Volkswagen is considering closing up to three factories in Germany, potentially cutting tens of thousands of jobs as it struggles to recover its footing in Europe. Falling sales and fierce competition from China have forced the automaker to reevaluate its operations, Daniela Cavallo, head of the company’s employee council, told workers Monday.
If the closures proceed, it would mark the first time in Volkswagen’s 87-year history that it shuts down production sites in Germany, dealing another blow to the country’s already sluggish economy.
Cavallo said the company’s plan includes not only factory closures but also scaling back production across all remaining plants and shedding key operations. “This means deeper cuts—more product lines, shifts, and assembly operations will be eliminated beyond what’s already been done,” she explained. Volkswagen is also pushing for pay reductions for the workers who remain.
Volkswagen’s importance to Germany’s economy is hard to overstate. As the country’s largest employer, its fortunes are closely tied to Germany’s post-war industrial growth. Entire regions depend on the company and its well-compensated workforce.

——————

#### Stated task:
Decide whether each statement agrees with the article on Volkswagen's possible factory closures: (a) Volkswagen has shut down production sites in Germany before, (b) Volkswagen wants lower pay for the workers who stay, (c) Volkswagen is Germany's largest employer. Answer yes or no for each, quoting the words of the article that settle it. The lines that come next are separate material, unrelated to the Volkswagen article.

#### Supplied material:
——————

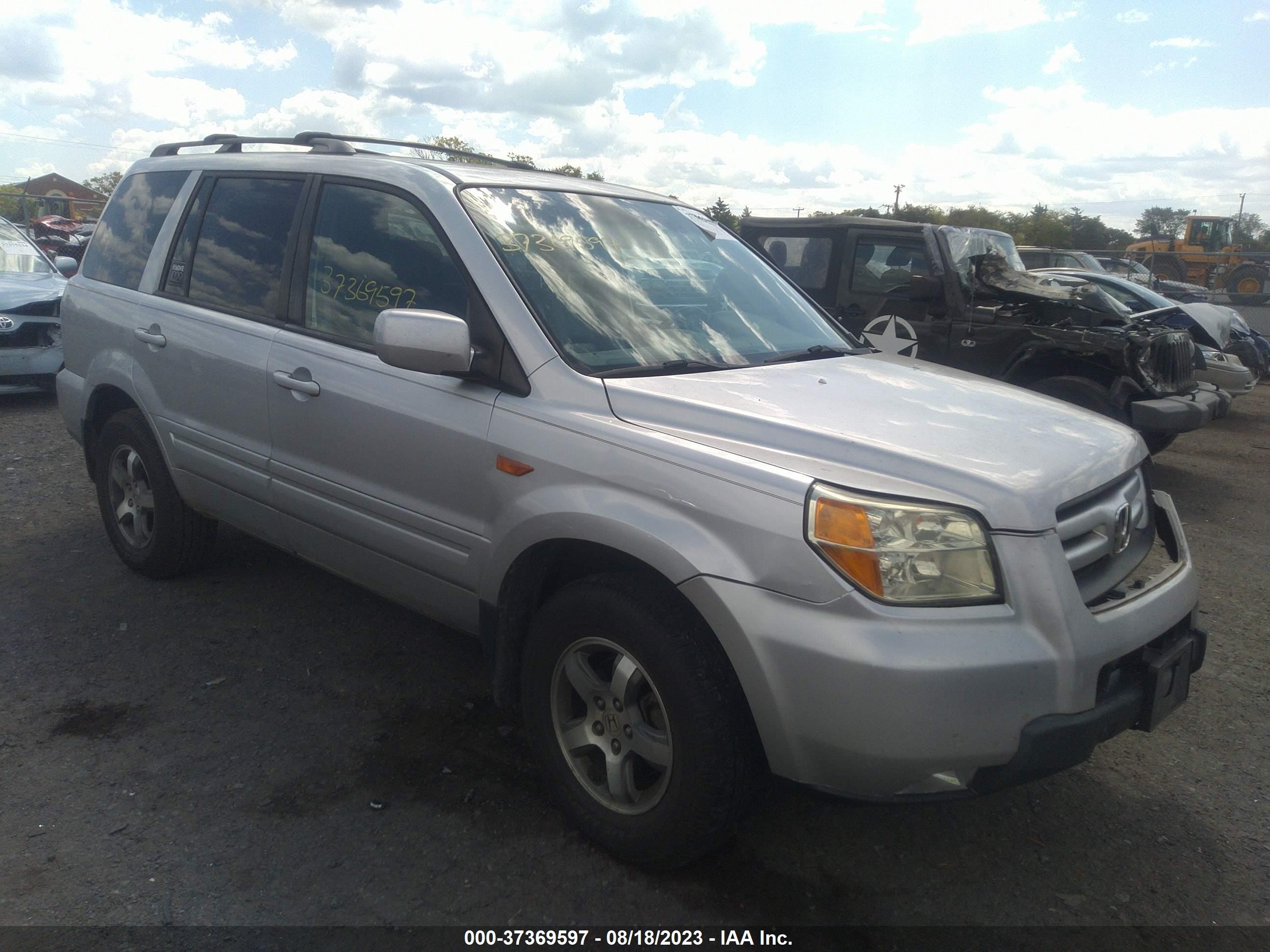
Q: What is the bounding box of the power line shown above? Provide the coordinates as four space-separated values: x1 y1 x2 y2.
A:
0 132 150 155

——————

#### Finished answer:
(a) No: "it would mark the first time in Volkswagen’s 87-year history that it shuts down production sites in Germany"
(b) Yes: "Volkswagen is also pushing for pay reductions for the workers who remain."
(c) Yes: "As the country’s largest employer"